> [GOALS]:
a. Name every person identified by name in the passage about Eadweard Muybridge that appears below.
b. Carry on the account of Eadweard Muybridge below from where it stops.

> [SUPPLIED PASSAGE]:
When Leland Stanford engaged Eadweard Muybridge to photograph the trotter Occident’s gait in hopes of proving that all four of a horse’s hooves are, indeed, off the ground at one point, he hired not only a photographic genius but an eccentric. An Englishman who changed the spelling of his name at least twice, Muybridge cultivated long, white hair and matching beard, and in a fit of jealous rage, had shot and killed his young wife’s lover.
Maj. Harry Larkyns captivated Flora Muybridge. She confided the details of their affair to a close friend, who promptly disclosed them to Muybridge. Muybridge concluded that the child Flora had recently borne him was not his own but Larkyns’. The jealous husband pursued Larkyns to Calistoga, and on Oct. 18, 1874, went to the hotel where Larkyns was playing cards. Saying, “I have brought a message from my wife, take it,” he shot the major above the heart. Arrested immediately, Muybridge went on trial in February 1875.

> [COLLECTED DATA]:
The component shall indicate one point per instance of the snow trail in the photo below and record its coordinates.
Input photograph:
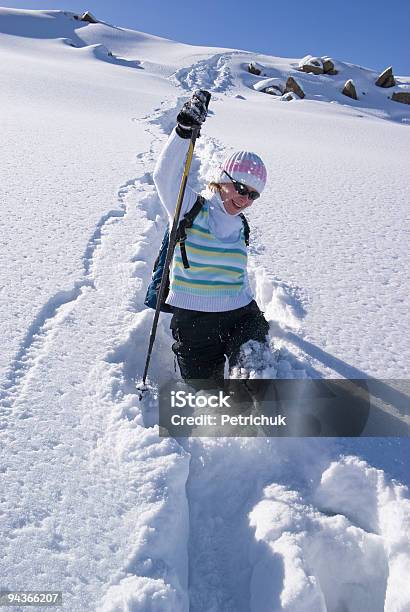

> [FINAL RESULTS]:
a. Leland Stanford, Eadweard Muybridge, Maj. Harry Larkyns, Flora Muybridge

b.
Though never proven, speculation at the time held that Muybridge’s superb legal defense was financed by Stanford.
The jury deliberated 13 hours before acquitting on the grounds of justifiable homicide, his wife having been “on terms of criminal intimacy” with the victim. Afterward, Muybridge left on a photographic expedition to Central America before returning to Sacramento and the Occident project in 1877. (Flora later divorced him on the grounds of “extreme cruelty.”)
Born Edward James Muggeridge, Muybridge inspired a number of inventors, notably Thomas Edison, to pursue ideas that ultimately led to the invention of cinematography. RICHARD STEVENSON AND
BARBARA ANDERSON
To learn more about Occident and Muybridge’s technological breakthroughs, turn to page 2.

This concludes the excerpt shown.